- _TEXT_
Segment Open

Why We Should All Care About Our Liberties

Aug 3, 2017articles1 comment

Why should a Christian pastor care about free speech?  It’s got nothing to do with defending “my rights.”  I sent the following opinion piece to the newspaper…

Rev. Campbell, and Mrs. Amanda-Sue, Markham

Rev. Campbell, and Mrs. Amanda-Sue, Markham

In July 2017, the Tasmanian Anti-Discrimination Commissioner accepted a complaint against my church.  The allegations included things that I wrote on my blog in 2011 in defence of marriage. 

I bear no hard feelings whatsoever towards the complainant or the Commissioner. 

The problem is the Act itself, which prohibits “any conduct which offends” another person on the basis of thirteen attributes.  


There’s no doubt that the Commission would have to call Jesus Christ Himself to account, if He taught in our streets today.  Jesus did not hold back when it came to exposing human evil, and statements like the following would have exposed Him to prosecution-.

Segment Closed

- _EXERCISE DATA_
Segment Open

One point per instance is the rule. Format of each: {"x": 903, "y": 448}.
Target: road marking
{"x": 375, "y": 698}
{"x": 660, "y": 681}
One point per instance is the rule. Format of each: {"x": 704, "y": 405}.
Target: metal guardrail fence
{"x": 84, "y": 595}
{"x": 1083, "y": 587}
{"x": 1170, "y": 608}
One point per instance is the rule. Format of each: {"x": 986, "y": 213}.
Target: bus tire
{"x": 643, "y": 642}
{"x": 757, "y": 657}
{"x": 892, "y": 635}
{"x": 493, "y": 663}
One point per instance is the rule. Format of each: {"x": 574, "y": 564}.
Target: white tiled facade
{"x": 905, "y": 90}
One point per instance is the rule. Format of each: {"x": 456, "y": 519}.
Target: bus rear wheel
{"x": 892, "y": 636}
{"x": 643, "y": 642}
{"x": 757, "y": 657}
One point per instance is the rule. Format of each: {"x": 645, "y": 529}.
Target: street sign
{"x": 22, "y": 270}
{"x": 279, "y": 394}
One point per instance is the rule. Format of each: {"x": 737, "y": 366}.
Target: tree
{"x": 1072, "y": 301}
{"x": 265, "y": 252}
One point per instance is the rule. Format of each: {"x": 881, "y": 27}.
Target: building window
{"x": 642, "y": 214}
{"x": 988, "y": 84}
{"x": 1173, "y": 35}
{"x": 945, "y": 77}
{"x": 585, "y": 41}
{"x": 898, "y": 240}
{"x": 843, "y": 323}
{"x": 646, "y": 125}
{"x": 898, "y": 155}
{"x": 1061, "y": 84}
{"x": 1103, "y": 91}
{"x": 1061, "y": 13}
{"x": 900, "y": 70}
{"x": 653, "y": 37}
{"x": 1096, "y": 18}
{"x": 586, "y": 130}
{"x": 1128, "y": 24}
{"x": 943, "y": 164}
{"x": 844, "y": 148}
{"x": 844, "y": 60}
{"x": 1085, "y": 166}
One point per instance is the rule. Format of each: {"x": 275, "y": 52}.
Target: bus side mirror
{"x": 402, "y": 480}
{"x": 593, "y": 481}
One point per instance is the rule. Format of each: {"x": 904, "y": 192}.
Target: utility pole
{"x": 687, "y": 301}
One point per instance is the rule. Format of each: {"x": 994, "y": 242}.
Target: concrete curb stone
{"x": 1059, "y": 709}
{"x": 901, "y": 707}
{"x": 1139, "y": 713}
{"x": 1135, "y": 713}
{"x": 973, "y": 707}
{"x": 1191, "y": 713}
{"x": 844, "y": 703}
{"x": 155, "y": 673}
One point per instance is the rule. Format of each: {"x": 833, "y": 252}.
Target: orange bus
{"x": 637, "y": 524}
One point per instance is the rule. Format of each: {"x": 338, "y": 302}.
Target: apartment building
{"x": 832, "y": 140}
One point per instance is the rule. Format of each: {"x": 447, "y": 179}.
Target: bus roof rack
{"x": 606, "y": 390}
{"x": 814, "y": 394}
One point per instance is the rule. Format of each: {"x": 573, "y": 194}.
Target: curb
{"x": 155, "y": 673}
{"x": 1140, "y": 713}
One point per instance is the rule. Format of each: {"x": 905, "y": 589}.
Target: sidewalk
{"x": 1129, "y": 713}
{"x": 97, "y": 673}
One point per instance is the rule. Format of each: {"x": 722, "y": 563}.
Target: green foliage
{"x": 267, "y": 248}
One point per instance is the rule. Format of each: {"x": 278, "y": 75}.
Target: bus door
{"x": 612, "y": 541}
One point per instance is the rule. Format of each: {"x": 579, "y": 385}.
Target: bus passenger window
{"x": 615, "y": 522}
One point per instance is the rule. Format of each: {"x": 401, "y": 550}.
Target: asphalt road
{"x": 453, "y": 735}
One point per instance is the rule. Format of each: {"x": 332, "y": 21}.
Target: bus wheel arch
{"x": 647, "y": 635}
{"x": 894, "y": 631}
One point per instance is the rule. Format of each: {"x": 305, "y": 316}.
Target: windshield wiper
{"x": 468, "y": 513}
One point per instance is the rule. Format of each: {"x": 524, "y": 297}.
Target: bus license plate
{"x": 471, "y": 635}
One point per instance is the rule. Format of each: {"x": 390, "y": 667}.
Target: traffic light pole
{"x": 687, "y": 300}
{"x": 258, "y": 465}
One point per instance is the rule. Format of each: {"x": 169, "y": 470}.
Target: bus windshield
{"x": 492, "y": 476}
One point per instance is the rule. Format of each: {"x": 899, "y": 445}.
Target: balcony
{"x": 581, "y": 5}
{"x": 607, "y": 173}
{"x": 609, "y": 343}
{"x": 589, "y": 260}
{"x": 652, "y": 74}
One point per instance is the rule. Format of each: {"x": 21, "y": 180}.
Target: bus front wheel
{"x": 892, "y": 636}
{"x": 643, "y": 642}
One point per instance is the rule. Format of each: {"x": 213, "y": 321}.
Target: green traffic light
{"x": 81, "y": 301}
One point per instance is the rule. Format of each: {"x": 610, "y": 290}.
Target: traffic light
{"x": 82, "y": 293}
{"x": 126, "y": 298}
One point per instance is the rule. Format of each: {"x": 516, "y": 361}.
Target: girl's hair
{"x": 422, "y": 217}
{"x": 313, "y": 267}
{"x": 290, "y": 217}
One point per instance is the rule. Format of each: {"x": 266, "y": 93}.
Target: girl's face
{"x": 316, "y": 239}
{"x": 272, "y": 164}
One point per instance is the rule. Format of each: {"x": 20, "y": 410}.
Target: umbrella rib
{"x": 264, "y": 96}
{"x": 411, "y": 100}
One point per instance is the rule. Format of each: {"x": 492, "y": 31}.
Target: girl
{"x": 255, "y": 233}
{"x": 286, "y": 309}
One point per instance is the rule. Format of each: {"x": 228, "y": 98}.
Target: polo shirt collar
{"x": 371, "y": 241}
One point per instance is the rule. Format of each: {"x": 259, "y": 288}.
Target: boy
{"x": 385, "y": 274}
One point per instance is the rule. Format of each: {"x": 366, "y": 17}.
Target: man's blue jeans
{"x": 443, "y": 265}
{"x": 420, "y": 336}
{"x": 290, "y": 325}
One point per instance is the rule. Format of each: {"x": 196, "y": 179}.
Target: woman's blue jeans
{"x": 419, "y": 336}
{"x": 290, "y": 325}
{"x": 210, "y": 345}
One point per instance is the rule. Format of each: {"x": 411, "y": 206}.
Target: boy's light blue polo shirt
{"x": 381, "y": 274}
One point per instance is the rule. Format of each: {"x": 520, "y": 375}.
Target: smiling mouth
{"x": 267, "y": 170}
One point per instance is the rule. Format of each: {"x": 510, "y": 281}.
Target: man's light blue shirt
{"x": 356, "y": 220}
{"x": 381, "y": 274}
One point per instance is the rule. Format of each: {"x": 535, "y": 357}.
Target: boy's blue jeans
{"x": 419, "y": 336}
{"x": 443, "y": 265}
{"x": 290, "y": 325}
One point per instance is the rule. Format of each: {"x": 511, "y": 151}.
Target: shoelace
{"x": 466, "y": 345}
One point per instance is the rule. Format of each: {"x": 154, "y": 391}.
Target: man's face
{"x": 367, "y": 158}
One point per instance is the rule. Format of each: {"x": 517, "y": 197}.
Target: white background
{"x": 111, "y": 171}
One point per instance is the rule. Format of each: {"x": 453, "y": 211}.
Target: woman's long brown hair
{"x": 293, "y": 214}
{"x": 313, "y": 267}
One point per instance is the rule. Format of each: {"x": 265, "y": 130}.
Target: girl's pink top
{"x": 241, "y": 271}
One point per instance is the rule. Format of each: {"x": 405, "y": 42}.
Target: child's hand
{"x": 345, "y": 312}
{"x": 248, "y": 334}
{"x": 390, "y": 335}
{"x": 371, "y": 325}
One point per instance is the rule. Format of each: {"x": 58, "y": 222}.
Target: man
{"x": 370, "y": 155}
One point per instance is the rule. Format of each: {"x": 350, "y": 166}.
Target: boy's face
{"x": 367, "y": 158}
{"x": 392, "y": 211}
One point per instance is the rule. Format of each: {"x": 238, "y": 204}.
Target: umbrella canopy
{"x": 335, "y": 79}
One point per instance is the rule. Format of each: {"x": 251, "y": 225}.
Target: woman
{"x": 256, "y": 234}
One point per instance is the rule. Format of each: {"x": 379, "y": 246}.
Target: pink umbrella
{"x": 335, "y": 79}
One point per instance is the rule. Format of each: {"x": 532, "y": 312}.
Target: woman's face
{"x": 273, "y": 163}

Segment Closed

- _EXERCISE INSTRUCTIONS_
Continue the pastor's opinion piece on free speech and Tasmania's Anti-Discrimination Act from the end of its last sentence.

- _ANSWER BOX_
“From within, out of the heart of human beings, come evil thoughts, sexual immorality, theft, murder, adultery, coveting, wickedness, deceit, sensuality, envy, slander, pride, foolishness.  All these evil things come from within, and they defile a person.”
(Matthew 15:19)

Are Jesus’ words provocative, upsetting?  Deliberately so.  Are Jesus’ words unkind?  Quite the opposite.  His tender love for lost and suffering humanity motivated every word.  “Come to me, all who are weary and burdened, and I will give you rest.”  Every word was lovingly intended to wake people up to the help that He longed to give them.

Jesus’ immediate listeners took offence, and it is no surprise that people still take offense to His teaching today, whether through reading His words in the Bible, or hearing His words taught by Christian teachers.

And so I have two reasons for fighting the complaint, neither of which are about defending my personal rights…

First, the Act stands over every Tasmanian.  It shackles our mouths and our pens; it muzzles us into a single worldview and message.  That is why I have opposed the “religious exemption” amendments to the Act.  Why should only a “religious” person have the freedom to speak their mind?

No one should be free to defame another with lies, or to harangue a crowd into violence.  And the community should expose and refute false and hateful words.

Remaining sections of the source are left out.